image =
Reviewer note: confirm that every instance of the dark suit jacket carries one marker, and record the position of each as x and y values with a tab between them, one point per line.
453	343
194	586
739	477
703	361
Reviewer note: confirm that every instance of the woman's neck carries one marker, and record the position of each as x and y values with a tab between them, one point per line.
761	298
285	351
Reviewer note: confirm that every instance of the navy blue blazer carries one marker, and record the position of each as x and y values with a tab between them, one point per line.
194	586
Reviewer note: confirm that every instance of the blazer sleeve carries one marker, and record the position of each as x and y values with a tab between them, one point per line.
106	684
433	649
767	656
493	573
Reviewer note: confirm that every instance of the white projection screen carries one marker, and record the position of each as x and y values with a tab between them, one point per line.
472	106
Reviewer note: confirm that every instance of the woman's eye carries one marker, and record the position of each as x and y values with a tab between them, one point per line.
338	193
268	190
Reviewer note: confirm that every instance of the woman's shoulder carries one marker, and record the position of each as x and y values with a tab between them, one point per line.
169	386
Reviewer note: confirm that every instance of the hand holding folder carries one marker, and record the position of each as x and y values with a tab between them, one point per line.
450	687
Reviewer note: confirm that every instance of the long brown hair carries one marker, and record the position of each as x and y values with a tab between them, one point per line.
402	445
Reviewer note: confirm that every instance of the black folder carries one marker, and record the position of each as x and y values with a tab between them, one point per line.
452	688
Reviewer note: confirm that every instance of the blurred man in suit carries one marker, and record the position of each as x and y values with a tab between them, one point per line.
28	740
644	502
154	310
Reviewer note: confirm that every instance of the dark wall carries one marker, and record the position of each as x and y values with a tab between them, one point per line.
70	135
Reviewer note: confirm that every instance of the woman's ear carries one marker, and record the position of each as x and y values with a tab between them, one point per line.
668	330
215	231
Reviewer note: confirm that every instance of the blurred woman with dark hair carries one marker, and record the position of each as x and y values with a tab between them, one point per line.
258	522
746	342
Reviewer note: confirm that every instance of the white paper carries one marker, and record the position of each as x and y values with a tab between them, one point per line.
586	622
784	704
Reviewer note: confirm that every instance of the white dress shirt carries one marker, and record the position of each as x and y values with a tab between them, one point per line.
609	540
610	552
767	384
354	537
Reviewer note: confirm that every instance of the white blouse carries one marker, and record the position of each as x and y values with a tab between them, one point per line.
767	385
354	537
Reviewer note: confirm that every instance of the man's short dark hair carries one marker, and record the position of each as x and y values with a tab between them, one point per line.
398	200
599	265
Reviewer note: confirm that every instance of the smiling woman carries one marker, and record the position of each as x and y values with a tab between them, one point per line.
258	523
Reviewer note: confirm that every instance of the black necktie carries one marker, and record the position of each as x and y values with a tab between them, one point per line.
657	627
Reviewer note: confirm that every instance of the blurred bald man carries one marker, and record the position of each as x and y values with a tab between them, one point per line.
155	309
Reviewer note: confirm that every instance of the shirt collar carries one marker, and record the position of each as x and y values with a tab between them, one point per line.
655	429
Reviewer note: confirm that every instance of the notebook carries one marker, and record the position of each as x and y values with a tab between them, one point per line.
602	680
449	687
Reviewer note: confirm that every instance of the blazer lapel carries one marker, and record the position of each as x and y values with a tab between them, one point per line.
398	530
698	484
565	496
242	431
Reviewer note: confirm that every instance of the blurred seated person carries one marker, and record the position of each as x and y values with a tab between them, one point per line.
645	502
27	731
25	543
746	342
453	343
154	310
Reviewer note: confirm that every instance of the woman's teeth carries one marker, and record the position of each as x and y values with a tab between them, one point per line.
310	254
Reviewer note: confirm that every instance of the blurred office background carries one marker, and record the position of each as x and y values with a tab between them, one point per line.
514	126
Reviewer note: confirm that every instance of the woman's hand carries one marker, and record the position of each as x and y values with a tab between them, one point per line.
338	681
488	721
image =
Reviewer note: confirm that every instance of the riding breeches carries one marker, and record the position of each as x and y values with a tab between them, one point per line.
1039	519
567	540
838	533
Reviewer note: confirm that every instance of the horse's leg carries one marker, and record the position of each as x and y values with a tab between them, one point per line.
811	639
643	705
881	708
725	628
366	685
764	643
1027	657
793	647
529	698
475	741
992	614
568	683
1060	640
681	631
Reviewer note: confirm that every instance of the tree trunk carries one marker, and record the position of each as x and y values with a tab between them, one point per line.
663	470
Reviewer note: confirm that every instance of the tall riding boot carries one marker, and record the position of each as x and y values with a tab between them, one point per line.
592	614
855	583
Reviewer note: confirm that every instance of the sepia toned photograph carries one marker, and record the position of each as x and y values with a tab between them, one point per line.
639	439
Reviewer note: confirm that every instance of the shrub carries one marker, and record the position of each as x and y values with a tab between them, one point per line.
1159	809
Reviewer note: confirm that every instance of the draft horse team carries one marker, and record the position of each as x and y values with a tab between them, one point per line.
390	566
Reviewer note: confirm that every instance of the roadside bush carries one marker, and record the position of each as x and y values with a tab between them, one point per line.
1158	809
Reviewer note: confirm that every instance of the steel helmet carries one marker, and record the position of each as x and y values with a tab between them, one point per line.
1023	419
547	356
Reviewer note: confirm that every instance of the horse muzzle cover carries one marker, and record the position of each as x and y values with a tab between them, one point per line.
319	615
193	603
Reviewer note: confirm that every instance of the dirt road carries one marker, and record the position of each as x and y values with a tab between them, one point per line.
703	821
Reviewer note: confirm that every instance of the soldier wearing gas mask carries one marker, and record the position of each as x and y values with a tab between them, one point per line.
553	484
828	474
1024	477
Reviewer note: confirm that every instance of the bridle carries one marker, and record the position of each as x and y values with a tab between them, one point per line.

## [What you have to do]
The required output is the span of lines from the one containing "Reviewer note: confirm that every instance of the tree" to the last line, reproduced character for character.

## [The result]
Reviewer note: confirm that every instance of the tree trunk carries one marker, and record the position of each as x and y values with a tab between them, one point per line.
663	470
Reviewer note: confirm that every instance of the tall riding boot carries one marker, and record the position of each as x and y values with a tab between them, one point per line.
592	614
855	583
Reviewer note: confirm that every instance of the sepia toned photograph carries one marker, and record the position of each as x and y values with a tab between them, one point per line.
639	439
Reviewer note: confirm that every instance of the shrub carries one marker, and record the position of each as x and y values with a tab between them, one point per line.
1159	809
Reviewer note: confirm that every instance of the draft horse team carries one marker, and record the position of each as x and y values with a tab between them, one point per line.
390	566
Reviewer note: confirm that every instance of the roadside bush carries one marker, and record the position of each as x and y values with a tab between them, one point per line.
1158	809
Reviewer note: confirm that every instance of the steel helmet carries one marker, and record the position of each as x and y values with a tab between them, one point per line.
1023	419
547	356
Reviewer note: confirm that every instance of the horse muzzle cover carries one marker, and record the position of each as x and y values with a tab between them, one point per line.
319	615
193	603
Reviewer note: confirm that every instance of the dirt road carries one marker, and record the position of each as x and y values with a tab between them, one point per line.
703	821
Reviewer note: confirm that every instance of the soldier wearing gas mask carries one marker, and record the position of each as x and y values with a tab between them, one point per line.
553	484
828	474
1024	477
Reviewer note: confirm that every instance of the bridle carries one marker, and record the position of each as x and y values with a tab between them, one point per line.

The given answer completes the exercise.